■ Passage
⁂
Date, Time and Place
The special meeting of stockholders will be held at 9:00 a.m. local time, on          , 2008 at the offices of General Finance located at 39 East Union Street, Pasadena, California 91103.
Purpose of the Special Meeting
At the special meeting, we are asking stockholders to:
(1) to consider and vote upon a proposal to approve our acquisition of Mobile Office Acquisition Corp., or MOAC, via a merger, the Merger, with our subsidiary GFN North America Corp;
(2) to approve the issuance of 4,000,000 shares of restricted General Finance common stock, the Shares, pursuant to the Merger; and
(3) in the event that there are insufficient votes present at the meeting for approval of the MOAC acquisition, to consider and act upon a proposal to grant our board of directors discretionary authority to adjourn the special meeting to solicit additional votes for approval of the Merger.
⁂
■ Dataset excerpt
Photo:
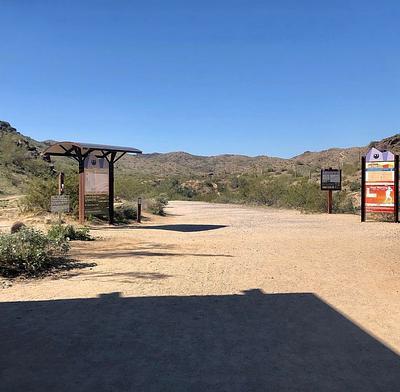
⁂
■ Actions to take
1 > In the meeting notice, how many shares of restricted General Finance common stock are to be issued under the Merger?
2 > Retype the meeting notice word for word, starting at "Purpose of the" and ending at "of the Merger.".

■ Expected responses
1 > 4,000,000 shares

2 >
Purpose of the Special Meeting
At the special meeting, we are asking stockholders to:
(1) to consider and vote upon a proposal to approve our acquisition of Mobile Office Acquisition Corp., or MOAC, via a merger, the Merger, with our subsidiary GFN North America Corp;
(2) to approve the issuance of 4,000,000 shares of restricted General Finance common stock, the Shares, pursuant to the Merger; and
(3) in the event that there are insufficient votes present at the meeting for approval of the MOAC acquisition, to consider and act upon a proposal to grant our board of directors discretionary authority to adjourn the special meeting to solicit additional votes for approval of the Merger.